== TEXT SECTION ==
Eve da Silva Msc, PgDip
Managing bad days.
Updated: May 26, 2020
Pain is no small matter, it rips through us, cripples us, it aches and it stabs. Emotions can be exhilarating but they can also be unbearably painful. Isabel Clarke, author of Third Wave CBT Integration for Individuals and Teams, puts that pain at the centre of her formulation (an agreed sense making between therapist and client) of what drives some of our helpful and not so helpful ways of behaving. What is helpful anyway? Helpful is the thing that makes you feel better and we all know that sometimes the thing that makes us feel better short term is simply not what makes us feel better in the long term.
There is a feeling that you get, in the pit of your stomach, thundering in your ears, weakening your arms, breaking in your heart which can completely swamp your ability to breathe, communicate and even think.

== ASSIGNMENT A ==
In its opening sentence, which verbs does the post on managing bad days use to describe what pain does to us?
== ASSIGNMENT B ==
Write out the passage from the post on managing bad days without changes, beginning at the words "Eve da Silva" and stopping after "and even think.".

== INFORMATION SHOWN ==
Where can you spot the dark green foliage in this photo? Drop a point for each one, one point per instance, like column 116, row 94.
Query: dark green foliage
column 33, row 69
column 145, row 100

== ANSWER A ==
rips, cripples, aches, stabs

== ANSWER B ==
Eve da Silva Msc, PgDip
Managing bad days.
Updated: May 26, 2020
Pain is no small matter, it rips through us, cripples us, it aches and it stabs. Emotions can be exhilarating but they can also be unbearably painful. Isabel Clarke, author of Third Wave CBT Integration for Individuals and Teams, puts that pain at the centre of her formulation (an agreed sense making between therapist and client) of what drives some of our helpful and not so helpful ways of behaving. What is helpful anyway? Helpful is the thing that makes you feel better and we all know that sometimes the thing that makes us feel better short term is simply not what makes us feel better in the long term.
There is a feeling that you get, in the pit of your stomach, thundering in your ears, weakening your arms, breaking in your heart which can completely swamp your ability to breathe, communicate and even think.